Zitierter Text:
==========
Kopf
Der Oberste Gerichtshof hat durch den Senatspräsidenten des Obersten Gerichtshofes Dr. Scheiderbauer als Vorsitzenden und durch die Hofräte des Obersten Gerichtshofes Dr. Kralik, Dr. Vogel, Dr. Melber und Dr. Kropfitsch als weitere Richter in der Vormundschaftssache der mj. Rita L***, geboren am 30. Dezember 1980, wohnhaft bei der Mutter Lydia K***, 3079 TN-Rotterdam, Koppeldeijk 41, Niederlande, infolge Revisionsrekurses des Landes Tirol gegen den Beschluß des Landesgerichtes Innsbruck als Rekursgericht vom 28.Juli 1988, GZ 2 b R 125/89-30, womit der Beschluß des Bezirksgerichtes Innsbruck vom 29.März 1989, GZ 3 P 239/83-23, bestätigt wurde, folgenden
Beschluß
gefaßt:
Spruch
Der Revisionsrekurs wird zurückgewiesen.
Text
Begründung:
Die Bezirkshauptmannschaft Innsbruck beantragte als Amtsvormund für die mj. Rita L*** die Gewährung von Unterhaltsvorschüssen, obwohl sich aus dem Akt der Bezirkshauptmannschaft ergab, daß sich das Kind mit seiner Mutter in Holland aufhält.
Auf Grund eines Antrages des Präsidenten des Oberlandesgerichtes Innsbruck, das Kind, den gesetzlichen Vertreter, die Pflegeperson und den Unterhaltsschuldner nach den §§ 22 und 23 UVG zum Rückersatz der zu Unrecht gezahlten Vorschüsse zu verpflichten, verpflichtete das Erstgericht das Land Tirol als Rechtsträger der Bezirkshauptmannschaft Innsbruck, Referat für Jugend und Familie, als gesetzlichen Vertreter der Minderjährigen zum Rückersatz von Unterhaltsvorschüssen von insgesamt S 7.699,--. Ein Mehrbegehren von S 22.562,-- wurde abgewiesen, weil die Rückersatzpflicht gemäß § 22 Abs 3 UVG erloschen war. Das Erstgericht führte aus, eine Rückersatzpflicht des Kindes scheide aus, da die Unterhaltsvorschüsse für seinen Unterhalt verbraucht worden seien. Eine Verletzung der Mitteilungspflicht sei weder der Mutter noch dem mütterlichen Großvater anzulasten, da diese der Bezirkshauptmannschaft den Aufenthalt in Holland bekanntgegeben hätten. Der Bezirkshauptmannschaft Innsbruck sei jedoch grobe Fahrlässigkeit vorzuwerfen, weil sie angegeben habe, das Kind befinde sich in Pflege und Erziehung der Mutter in Steinach am Brenner, was nicht richtig gewesen sei und der Aktenlage nicht entsprochen habe.
==========
Bereitgestellte Datensätze:

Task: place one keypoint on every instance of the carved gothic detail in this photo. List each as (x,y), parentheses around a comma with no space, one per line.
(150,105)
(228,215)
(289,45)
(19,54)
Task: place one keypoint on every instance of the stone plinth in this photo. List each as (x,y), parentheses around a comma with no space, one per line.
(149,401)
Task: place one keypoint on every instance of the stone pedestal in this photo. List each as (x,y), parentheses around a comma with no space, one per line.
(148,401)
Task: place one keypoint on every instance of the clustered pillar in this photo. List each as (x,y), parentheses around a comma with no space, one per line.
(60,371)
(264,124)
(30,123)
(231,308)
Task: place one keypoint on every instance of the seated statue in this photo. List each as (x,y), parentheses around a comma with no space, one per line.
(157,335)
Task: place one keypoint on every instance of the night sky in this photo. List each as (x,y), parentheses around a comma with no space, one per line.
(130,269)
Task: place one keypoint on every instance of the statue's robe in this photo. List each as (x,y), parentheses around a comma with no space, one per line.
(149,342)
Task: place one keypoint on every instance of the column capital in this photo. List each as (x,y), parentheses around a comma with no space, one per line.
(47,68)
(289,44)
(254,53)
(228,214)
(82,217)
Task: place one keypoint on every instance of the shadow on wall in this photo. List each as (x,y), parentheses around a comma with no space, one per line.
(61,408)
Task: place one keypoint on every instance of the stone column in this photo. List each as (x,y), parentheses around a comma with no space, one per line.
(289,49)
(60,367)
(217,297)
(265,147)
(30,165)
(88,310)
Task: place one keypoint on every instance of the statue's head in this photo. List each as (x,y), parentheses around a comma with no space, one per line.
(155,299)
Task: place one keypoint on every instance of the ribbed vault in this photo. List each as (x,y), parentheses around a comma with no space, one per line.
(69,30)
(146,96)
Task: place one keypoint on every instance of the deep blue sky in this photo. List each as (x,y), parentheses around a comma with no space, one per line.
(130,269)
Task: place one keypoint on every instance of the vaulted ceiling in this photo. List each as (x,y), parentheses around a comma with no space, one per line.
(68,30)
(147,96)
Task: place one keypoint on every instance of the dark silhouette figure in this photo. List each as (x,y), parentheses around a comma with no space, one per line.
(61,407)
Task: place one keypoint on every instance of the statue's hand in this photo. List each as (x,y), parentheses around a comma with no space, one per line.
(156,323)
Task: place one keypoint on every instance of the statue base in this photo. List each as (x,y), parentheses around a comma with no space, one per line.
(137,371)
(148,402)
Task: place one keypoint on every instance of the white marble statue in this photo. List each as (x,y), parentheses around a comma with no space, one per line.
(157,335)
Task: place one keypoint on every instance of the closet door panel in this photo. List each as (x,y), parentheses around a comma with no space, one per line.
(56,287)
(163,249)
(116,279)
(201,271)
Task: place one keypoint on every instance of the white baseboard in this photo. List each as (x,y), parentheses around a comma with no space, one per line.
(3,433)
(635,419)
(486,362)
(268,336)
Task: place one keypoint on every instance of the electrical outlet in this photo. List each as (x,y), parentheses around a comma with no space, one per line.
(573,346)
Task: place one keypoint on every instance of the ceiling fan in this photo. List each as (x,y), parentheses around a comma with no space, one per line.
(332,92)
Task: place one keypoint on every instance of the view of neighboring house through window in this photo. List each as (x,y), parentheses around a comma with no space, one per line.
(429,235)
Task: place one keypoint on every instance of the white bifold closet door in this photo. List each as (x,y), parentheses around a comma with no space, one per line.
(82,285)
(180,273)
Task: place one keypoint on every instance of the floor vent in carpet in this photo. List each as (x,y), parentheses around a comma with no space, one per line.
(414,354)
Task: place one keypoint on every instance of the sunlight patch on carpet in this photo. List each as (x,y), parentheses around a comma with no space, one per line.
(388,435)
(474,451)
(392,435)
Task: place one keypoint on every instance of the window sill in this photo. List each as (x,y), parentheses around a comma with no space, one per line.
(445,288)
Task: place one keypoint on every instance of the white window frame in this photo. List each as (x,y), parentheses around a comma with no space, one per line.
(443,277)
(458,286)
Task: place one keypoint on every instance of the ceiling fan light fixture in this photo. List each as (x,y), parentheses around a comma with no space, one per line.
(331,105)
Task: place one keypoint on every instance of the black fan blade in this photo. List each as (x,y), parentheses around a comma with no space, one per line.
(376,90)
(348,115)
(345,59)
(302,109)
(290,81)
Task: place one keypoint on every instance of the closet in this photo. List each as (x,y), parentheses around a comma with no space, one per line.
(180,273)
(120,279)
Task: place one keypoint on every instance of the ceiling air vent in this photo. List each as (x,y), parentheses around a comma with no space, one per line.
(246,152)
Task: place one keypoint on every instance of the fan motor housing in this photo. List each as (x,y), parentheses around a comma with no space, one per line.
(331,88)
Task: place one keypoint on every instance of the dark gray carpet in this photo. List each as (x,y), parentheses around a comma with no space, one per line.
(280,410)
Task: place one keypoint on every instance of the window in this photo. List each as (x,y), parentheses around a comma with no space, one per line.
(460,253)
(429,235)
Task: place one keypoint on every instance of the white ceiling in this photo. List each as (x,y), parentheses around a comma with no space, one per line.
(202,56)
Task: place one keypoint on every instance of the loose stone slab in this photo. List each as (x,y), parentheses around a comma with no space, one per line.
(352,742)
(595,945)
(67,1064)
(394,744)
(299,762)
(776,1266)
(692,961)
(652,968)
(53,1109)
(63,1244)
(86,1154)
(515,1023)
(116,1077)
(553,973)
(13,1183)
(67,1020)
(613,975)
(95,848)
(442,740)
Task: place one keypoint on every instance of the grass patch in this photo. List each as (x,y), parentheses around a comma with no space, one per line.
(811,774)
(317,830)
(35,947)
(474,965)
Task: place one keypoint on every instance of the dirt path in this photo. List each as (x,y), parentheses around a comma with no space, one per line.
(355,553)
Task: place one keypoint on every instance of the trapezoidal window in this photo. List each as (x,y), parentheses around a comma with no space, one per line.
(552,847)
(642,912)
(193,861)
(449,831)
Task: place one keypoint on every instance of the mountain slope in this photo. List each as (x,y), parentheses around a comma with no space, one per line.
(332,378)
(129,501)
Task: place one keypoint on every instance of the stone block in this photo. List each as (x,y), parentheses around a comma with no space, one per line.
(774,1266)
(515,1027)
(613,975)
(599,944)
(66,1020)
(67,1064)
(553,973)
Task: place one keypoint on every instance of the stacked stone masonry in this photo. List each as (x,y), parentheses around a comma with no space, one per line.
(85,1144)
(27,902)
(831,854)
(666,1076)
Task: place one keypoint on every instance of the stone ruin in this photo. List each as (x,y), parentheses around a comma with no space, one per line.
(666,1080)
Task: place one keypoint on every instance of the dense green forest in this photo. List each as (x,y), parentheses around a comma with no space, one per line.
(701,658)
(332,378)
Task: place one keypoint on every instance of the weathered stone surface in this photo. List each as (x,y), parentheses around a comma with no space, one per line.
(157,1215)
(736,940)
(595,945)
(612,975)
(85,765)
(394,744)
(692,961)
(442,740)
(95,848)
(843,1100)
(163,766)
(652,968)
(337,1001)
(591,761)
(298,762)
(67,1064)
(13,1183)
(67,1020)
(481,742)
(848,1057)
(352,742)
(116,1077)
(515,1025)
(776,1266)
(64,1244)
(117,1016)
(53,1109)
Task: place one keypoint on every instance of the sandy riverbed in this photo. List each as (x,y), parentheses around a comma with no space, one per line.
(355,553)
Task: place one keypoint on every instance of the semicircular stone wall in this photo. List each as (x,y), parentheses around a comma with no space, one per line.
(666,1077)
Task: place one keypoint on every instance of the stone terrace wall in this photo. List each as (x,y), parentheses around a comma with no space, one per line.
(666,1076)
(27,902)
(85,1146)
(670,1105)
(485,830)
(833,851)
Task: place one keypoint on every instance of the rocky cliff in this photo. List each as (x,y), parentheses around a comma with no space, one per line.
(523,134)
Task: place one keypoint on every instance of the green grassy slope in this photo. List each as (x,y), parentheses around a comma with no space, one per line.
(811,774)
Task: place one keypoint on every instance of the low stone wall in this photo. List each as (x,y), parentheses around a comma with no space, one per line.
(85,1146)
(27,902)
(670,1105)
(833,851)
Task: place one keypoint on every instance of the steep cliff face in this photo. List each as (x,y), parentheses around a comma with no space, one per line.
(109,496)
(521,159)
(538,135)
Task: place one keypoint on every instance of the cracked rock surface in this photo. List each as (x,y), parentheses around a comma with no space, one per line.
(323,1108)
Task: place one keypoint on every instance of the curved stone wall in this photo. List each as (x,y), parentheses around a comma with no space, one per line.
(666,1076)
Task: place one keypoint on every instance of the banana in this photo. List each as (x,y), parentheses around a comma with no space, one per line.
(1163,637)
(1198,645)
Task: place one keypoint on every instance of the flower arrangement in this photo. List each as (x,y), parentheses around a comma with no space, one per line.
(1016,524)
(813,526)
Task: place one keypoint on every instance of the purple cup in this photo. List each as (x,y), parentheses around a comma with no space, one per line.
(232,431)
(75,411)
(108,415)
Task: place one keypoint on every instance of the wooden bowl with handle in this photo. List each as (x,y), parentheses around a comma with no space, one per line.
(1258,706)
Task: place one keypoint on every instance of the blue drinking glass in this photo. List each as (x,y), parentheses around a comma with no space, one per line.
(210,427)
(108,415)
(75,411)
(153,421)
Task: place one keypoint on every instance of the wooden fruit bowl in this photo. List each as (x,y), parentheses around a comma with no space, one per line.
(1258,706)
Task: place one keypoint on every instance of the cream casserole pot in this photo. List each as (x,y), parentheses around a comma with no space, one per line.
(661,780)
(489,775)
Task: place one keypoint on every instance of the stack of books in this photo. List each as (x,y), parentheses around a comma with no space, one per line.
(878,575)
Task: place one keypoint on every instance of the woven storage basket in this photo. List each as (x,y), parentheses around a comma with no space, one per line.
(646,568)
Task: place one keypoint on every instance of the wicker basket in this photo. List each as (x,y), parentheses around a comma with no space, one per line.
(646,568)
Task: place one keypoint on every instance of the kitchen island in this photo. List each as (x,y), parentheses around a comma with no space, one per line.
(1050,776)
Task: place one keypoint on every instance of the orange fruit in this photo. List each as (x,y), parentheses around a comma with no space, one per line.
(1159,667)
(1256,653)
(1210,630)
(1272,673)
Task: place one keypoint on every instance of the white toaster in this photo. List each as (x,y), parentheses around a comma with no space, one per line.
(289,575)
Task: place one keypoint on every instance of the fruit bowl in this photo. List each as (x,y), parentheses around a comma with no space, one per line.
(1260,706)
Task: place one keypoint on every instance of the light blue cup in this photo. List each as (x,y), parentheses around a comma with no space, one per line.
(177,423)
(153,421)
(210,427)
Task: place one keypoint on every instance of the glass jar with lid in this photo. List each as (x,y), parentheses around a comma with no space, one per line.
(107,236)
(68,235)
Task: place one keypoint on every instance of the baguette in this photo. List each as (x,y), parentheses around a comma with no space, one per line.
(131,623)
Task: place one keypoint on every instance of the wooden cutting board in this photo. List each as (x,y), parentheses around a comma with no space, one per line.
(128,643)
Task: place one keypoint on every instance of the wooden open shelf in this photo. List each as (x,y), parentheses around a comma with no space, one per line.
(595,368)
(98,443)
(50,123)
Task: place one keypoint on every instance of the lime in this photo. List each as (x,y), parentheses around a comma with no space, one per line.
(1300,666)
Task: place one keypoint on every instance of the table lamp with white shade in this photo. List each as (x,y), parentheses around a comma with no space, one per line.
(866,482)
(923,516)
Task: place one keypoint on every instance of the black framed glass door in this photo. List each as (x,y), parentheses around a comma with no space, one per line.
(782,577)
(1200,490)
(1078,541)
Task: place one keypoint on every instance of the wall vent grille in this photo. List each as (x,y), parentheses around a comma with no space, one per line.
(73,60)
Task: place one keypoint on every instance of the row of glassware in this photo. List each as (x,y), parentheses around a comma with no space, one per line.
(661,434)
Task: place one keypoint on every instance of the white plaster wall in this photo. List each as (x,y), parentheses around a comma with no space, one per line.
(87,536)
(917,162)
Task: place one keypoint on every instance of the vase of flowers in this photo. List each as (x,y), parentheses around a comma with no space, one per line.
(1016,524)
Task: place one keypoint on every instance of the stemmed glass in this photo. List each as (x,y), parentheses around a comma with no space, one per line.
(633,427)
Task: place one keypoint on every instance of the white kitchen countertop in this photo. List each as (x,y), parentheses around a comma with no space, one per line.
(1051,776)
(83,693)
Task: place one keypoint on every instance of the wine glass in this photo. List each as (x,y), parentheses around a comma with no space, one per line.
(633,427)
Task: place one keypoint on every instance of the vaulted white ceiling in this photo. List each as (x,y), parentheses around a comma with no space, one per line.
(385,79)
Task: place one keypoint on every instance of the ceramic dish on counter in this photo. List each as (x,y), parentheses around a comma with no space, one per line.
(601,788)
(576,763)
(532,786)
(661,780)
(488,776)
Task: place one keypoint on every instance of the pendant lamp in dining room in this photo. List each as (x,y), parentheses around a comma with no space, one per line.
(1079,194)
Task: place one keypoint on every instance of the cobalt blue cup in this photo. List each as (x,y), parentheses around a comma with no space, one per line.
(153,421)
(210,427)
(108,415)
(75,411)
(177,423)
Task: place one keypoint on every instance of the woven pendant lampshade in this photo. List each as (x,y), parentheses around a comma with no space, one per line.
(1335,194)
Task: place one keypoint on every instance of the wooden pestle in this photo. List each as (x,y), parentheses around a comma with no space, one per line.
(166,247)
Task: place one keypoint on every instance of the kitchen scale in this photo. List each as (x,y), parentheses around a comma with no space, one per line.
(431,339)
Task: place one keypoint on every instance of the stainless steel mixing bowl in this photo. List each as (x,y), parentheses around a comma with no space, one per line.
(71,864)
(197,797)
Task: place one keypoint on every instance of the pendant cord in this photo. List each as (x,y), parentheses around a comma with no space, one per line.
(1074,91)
==========
Aufgabenstellung:
Wie hoch war laut dem Gerichtsbeschluss bitte der Gesamtbetrag an Unterhaltsvorschüssen, zu dessen Rückersatz das Erstgericht das Land Tirol verpflichtete? Die Datensätze werden hier nicht gebraucht.

Lösung:
Insgesamt S 7.699,--.